» GIVEN TASK
Write out the lines from the one containing "Spot the island cluster." through the one containing "xmin=0 ymin=113 xmax=590 ymax=163", switching "island cluster" to "archipelago" and leaving everything else unchanged.

(Detection examples)
• • • • • • •

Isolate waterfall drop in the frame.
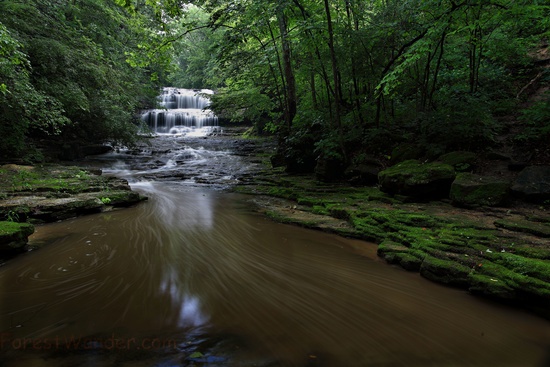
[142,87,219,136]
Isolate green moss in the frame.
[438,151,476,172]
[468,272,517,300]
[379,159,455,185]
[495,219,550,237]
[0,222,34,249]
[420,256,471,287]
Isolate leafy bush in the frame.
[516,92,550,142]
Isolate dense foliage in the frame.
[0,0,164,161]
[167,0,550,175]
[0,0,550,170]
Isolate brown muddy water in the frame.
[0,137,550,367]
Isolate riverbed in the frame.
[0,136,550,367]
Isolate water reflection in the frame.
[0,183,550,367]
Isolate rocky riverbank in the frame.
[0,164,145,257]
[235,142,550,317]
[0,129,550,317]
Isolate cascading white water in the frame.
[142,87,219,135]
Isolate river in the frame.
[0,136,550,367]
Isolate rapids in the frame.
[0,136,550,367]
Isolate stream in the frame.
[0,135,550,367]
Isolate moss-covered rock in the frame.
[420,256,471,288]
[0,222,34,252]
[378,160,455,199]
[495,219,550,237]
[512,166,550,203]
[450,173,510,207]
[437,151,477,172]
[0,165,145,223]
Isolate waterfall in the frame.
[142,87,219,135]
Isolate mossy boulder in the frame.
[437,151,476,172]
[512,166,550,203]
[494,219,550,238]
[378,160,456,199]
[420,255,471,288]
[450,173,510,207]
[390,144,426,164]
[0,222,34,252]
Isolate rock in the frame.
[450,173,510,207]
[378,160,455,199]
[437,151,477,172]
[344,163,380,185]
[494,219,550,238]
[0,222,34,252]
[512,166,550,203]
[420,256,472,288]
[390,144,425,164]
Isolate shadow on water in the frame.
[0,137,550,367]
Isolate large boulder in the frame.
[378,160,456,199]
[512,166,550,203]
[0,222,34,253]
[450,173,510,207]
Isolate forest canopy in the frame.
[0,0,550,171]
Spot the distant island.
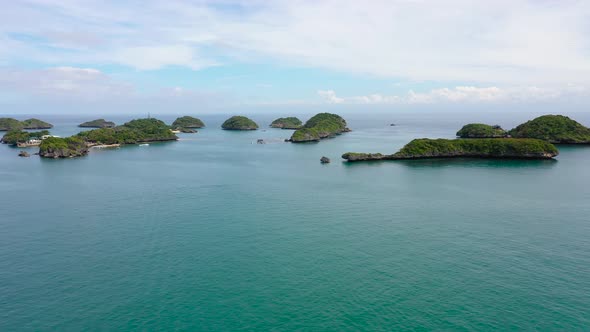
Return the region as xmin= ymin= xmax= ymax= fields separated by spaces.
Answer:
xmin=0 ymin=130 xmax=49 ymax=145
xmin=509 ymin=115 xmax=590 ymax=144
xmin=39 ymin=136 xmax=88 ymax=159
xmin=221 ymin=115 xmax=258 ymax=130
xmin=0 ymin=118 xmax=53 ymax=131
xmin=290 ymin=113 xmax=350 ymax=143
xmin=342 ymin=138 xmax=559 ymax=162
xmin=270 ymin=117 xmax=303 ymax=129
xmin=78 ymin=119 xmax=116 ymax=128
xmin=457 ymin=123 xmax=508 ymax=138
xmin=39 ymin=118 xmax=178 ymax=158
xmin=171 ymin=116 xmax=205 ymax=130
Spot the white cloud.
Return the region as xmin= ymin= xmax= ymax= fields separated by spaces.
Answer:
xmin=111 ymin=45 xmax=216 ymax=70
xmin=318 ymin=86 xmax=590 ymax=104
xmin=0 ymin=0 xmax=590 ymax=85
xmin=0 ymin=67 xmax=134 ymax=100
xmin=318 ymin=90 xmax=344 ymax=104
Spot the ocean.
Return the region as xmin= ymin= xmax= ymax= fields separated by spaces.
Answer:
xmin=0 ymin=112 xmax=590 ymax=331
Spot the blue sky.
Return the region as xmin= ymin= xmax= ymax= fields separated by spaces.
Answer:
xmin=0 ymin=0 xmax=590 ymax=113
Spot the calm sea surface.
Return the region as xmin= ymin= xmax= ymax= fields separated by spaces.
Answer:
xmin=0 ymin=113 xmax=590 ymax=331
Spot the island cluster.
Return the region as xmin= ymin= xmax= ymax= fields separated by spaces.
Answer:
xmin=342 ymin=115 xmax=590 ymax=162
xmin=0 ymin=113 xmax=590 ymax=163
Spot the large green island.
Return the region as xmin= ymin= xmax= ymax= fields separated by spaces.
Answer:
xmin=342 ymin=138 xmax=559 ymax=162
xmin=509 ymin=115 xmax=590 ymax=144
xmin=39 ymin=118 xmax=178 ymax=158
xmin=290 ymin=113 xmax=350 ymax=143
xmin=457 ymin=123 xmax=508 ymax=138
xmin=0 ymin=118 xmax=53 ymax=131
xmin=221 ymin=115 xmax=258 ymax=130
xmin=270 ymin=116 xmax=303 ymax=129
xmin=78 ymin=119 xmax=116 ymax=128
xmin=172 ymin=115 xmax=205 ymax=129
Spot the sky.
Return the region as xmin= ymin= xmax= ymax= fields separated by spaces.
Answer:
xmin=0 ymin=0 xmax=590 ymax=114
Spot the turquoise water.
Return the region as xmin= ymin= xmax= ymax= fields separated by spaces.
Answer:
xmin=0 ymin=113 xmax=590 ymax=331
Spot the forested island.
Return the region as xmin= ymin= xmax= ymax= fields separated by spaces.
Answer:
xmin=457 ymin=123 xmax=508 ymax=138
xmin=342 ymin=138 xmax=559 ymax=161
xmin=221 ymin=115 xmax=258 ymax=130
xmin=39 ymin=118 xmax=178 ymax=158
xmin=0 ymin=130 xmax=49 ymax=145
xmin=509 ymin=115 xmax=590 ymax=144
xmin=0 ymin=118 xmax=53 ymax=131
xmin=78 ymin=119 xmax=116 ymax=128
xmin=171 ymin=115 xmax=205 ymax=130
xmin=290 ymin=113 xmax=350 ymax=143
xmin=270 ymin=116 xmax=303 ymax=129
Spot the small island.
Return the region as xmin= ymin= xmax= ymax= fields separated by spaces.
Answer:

• • • • • • •

» TASK OUTPUT
Spot the archipelago.
Return the region as xmin= ymin= xmax= ymax= fields separated by spaces.
Answer:
xmin=342 ymin=115 xmax=590 ymax=162
xmin=0 ymin=113 xmax=590 ymax=163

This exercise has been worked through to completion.